*Document passage*.
5210 Chapter 3 Lecture Notes (Day 4)

Shane Mueller
Sept 13 2018

Programming concepts

There are a few core concepts that give you a lot of capabilities in R

They let you reuse analysis, automate analysis, save time, repeat processes etc.

  • Functions
  • Looping
  • Conditionals

Because R allows using functions on entire data vectors, it often blurs the line between conditionals and iterating.

Functions in R

Functions are defined using the function() function, and the result is assigned to a name.

  • Don't get function names and variable names confused.
  • These two are the same thing:
se <- function(x)
{
   stdev <- sd(x)
   se <-  stdev/sqrt(length(x))
   return(se)
}

se <- function(x) {sd(x)/sqrt(length(x))}

Scoping Rules

  • Anything defined outside the function is available to the function.
  • What happens in the function stays in the function.
  • You must return the results in order to see anything you did
x <- 100
doit <- function(){
   x <- x + 1
  return(x)
}
print(doit())
[1] 101
print(x)
[1] 100

Arguments

In R, function arguments are named:

  • They can have default values.
  • If name is not specified in function, the are assigned in order.
  • If argument is not given, the default is used
  • Argument defaults can be calculated based on other parameters
fn <- function(x, y=NULL,title="My Title")
{
  print(paste(x,y,title))
}

Nameless (lambda) functions

-You don't need to name a function to use it:

set.seed(111)
x2 <- data.frame(a=runif(10),b=runif(10)+.5)

lapply(x2, function(x){mean(x)})
$a
[1] 0.4069604

$b
[1] 0.8926438

Exercise: Functions

  • Make a function that computes the min, median, and max of a data set x and returns them as a list of three elements.
  • Create some fake data from at least two different distributions and test it out.

Exercise Solution: Functions

mmm  <- function(x)
{
 c(min(x),median(x),max(x))
}

##See  how  these  change  when  you  have  more  samples:
mmm(1/runif (1000))
[1]    1.001720    1.965887 2248.495039
mmm(1/runif (100))
[1]  1.028069  2.216996 66.805299
data  <- runif (100) + 1/rnorm (100)
mmm(data)
[1] -197.8342889    0.2196956  110.9483544

Conditionals

Most common conditional statement is the if statement

##Conditional Branching
if( 0 )

Saved entries:
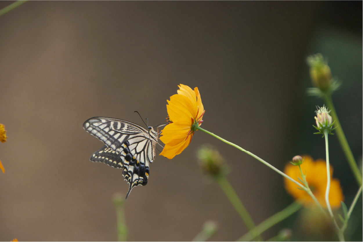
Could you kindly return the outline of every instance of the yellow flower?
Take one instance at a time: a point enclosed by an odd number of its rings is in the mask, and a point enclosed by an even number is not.
[[[0,123],[0,141],[3,143],[6,142],[6,130],[4,124]]]
[[[319,203],[322,206],[326,208],[325,199],[327,183],[325,161],[319,159],[314,162],[310,156],[306,156],[304,158],[303,163],[300,165],[301,170],[306,175],[306,181]],[[332,208],[339,208],[340,206],[340,202],[344,200],[344,197],[339,180],[332,178],[333,168],[331,165],[330,169],[331,179],[329,201]],[[299,167],[289,163],[285,167],[284,172],[295,181],[299,180],[298,177],[301,177]],[[298,189],[296,184],[291,181],[285,178],[284,180],[286,190],[295,199],[301,200],[306,205],[315,204],[307,192]]]
[[[196,126],[201,124],[205,111],[198,87],[193,90],[180,84],[178,94],[167,101],[170,123],[163,130],[160,140],[165,144],[160,155],[169,159],[182,153],[190,143]]]
[[[1,161],[0,160],[0,169],[1,169],[3,171],[3,173],[5,173],[5,169],[4,168],[4,167],[3,166],[3,164],[1,163]]]

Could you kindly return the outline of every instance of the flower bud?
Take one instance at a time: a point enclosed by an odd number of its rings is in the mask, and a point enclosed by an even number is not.
[[[317,107],[318,110],[315,111],[316,116],[314,117],[317,126],[314,127],[320,132],[315,134],[323,134],[324,131],[327,130],[329,134],[332,134],[330,132],[333,129],[333,126],[334,122],[331,116],[329,114],[330,111],[328,110],[325,105],[322,107],[319,106]]]
[[[218,151],[210,146],[205,146],[198,151],[197,156],[203,173],[215,178],[223,174],[224,160]]]
[[[322,56],[317,54],[307,57],[310,66],[310,77],[313,84],[322,91],[328,89],[332,83],[330,68]]]
[[[302,164],[304,162],[302,157],[299,155],[295,155],[293,157],[293,160],[290,163],[294,165],[299,165]]]

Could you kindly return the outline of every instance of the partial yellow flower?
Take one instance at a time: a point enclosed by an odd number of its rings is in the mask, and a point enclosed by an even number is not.
[[[300,165],[301,170],[306,175],[306,181],[313,194],[319,203],[326,208],[325,194],[326,189],[326,163],[323,160],[317,160],[315,162],[309,156],[303,156],[304,162]],[[332,208],[339,208],[340,201],[344,200],[343,191],[340,186],[339,180],[333,178],[333,168],[330,165],[330,189],[329,193],[329,201]],[[284,172],[295,181],[299,181],[298,177],[301,177],[300,170],[298,166],[290,163],[285,167]],[[297,188],[296,184],[284,178],[285,189],[287,193],[297,200],[302,201],[305,205],[313,205],[315,202],[307,192]],[[300,183],[301,182],[300,182]],[[303,184],[302,184],[302,185]]]
[[[0,160],[0,169],[1,169],[1,171],[3,171],[3,173],[5,173],[5,169],[3,166],[3,164],[1,163],[1,161]]]
[[[6,130],[4,124],[0,123],[0,141],[3,143],[6,142]]]
[[[178,86],[178,94],[167,101],[170,123],[163,130],[160,137],[165,144],[160,155],[169,159],[182,153],[190,143],[196,126],[203,122],[205,111],[198,87],[193,90],[183,84]]]

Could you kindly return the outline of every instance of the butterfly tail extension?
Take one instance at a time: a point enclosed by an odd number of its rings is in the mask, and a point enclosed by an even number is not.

*Instruction 1*.
According to the R lecture notes, what is the most common conditional statement?
*Instruction 2*.
Pick up the R lecture notes where they stop and carry them further.

*Final result 1*.
The if statement.

*Final result 2*.
{
  print("This will never print")
}
if(1)
{
  print("But this will")
}
[1] "But this will"
if(runif(1)<.5)
{
  print("less")
}else{
  print("more")
}
[1] "more"

Other conditional logic

  • ifelse operates on an entire vector at once.
  • switch allows multiple conditions
  • which allows selecting matching values from a vector ##this changes lowercase a to uppercase:
  x <- sample(letters[1:5],10,replace=T)
  x2 <-ifelse(x=="a","A",x)
  x[which(x=="a")]<-"A"
  x
 [1] "b" "b" "e" "b" "e" "c" "e" "d" "A" "b"
  x2
 [1] "b" "b" "e" "b" "e" "c" "e" "d" "A" "b"

Exercise: Conditionals

Write a function that will take as its first argument a data vector (e.g., something produced by runif(1000)), and as its second argument a keyword which tells the function whether to plot a histogram or a scatterplot.

Exercise Solution: Conditionals

x <- exp(rnorm(1000)*.3)
myplot <- function(x,type="scatter")
{  
  if(type=="scatter")
  {
    plot(x)   ##Plot a regular plot here
  }else if(type=="histogram")
    {
      hist(x) ##Plot a histogram
  }else{
     warning("error")
    }
}

myplot(x,"histogram")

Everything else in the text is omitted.